Hay veces que creo que ya ha llegado el momento. De sujetar la pistola sobre la sien y apretar el gatillo. O en el pecho. El disparo. Porque tiene que ser. No por otra cosa. Pero me despisto, me inquieto con otra pequeña preocupación que contribuye a desgastarme más. Virtudes también se inquieta, me observa en silencio, con una olla en la mano, o ante el grifo abierto que deja correr el agua. Me observa cuando cree que estoy despistado. Siento su preocupación como si fuese una caricia temblorosa y exasperante por la espalda. Ha encontrado y leído las notas que he dejado en cualquier parte. Y ahora no me puedo perdonar el descuido. Me imagino delante del espejo de nuestro dormitorio. Me imagino en ese instante anterior. Después del tiro ya me cuesta imaginarme. Después sólo me imagino a Virtudes. Sola. Cansada. Delante del grifo que deja correr el agua. Parada en el instante antes de salir corriendo hasta nuestro dormitorio. Ya sin la preocupación. Ya sin ella. Y es que ahora estoy aquí, Virtudes. Aquí, al otro lado. Solo. Y no es peor sitio que ese en el que tú estás. Y es que tenía tantas ganas de irme. Pero no me pegué un tiro. No lo hice. Dejaré actuar al tiempo, me dije. A ver qué pasa. Nada. A veces creo que ya ha llegado el momento. Es cuando me busco en los espejos, pero no estoy. De ponerme una soga al cuello y darle una patada a la silla. O de usar un veneno. Sigo con esa idea. Y la escribo en cualquier parte. Papeles que dejo atrás, pero que ya no te pueden causar inquietud ninguna, que no puedes encontrar dentro de un cajón, como estás ahora, dos metros bajo tierra, querida Virtudes.
━━━━━━━━━━━━━━━━━━━━
● **En qué consiste**: En el texto extraído, ¿qué ha encontrado y leído Virtudes?
━━━━━━━━━━━━━━━━━━━━
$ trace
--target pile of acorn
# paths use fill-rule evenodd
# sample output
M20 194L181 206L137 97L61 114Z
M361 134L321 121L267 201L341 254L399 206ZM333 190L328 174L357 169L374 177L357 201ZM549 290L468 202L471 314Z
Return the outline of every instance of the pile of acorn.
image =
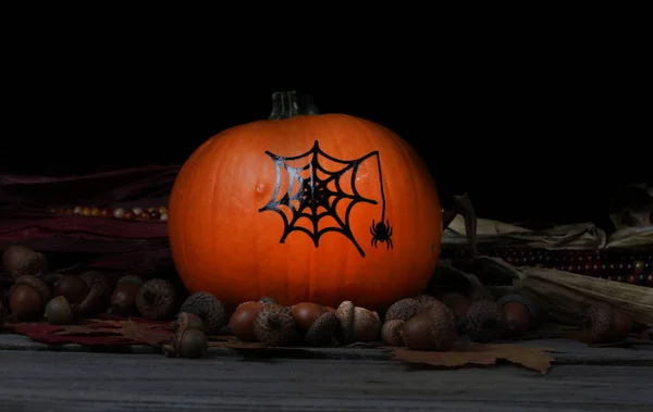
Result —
━━━━━━━━━━━━━━━━━━━━
● **Respuesta escrita**: Las notas dejadas en cualquier parte.